# Activity A
According to the jerky thread, which two kinds of pellets does johnh12 have for the A-Maze-N-Pellet Smoker?
# Activity B
Reproduce the part of the jerky thread starting with "I want to try" and going on through "almost no heat.".
*** Provided text ***
# Can I Safely Cold Smoke Jerky?



## johnh12 (Dec 23, 2016)

I've been using liquid smoke with the marinade and doing the jerky in the dehydrator and I add the appropriate amount of cure #1 to the mix.

I want to try it on my Lang 60D for some better smoke flavor but it tough keeping the main chamber temps below 200º. I also have an A-Maze-N-Pellet Smoker with some apple and some hickory pellets. When using just the pellet smoker the main chamber of the Lang shows almost no heat.

I'll try to pick a cool day this winter but it's Florida so a really cold day is hard to predict.

How long can I safely smoke the marinated jerky before I need to move it to the dehydrator?

Thanks for any info.


----------



## dward51 (Dec 23, 2016)
*** Information shown ***
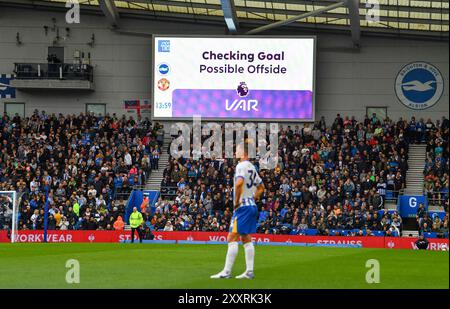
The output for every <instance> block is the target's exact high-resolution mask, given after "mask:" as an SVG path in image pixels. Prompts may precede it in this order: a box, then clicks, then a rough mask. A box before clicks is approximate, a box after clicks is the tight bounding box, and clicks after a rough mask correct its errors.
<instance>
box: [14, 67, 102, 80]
***
# Task output A
Apple and hickory pellets.

# Task output B
I want to try it on my Lang 60D for some better smoke flavor but it tough keeping the main chamber temps below 200º. I also have an A-Maze-N-Pellet Smoker with some apple and some hickory pellets. When using just the pellet smoker the main chamber of the Lang shows almost no heat.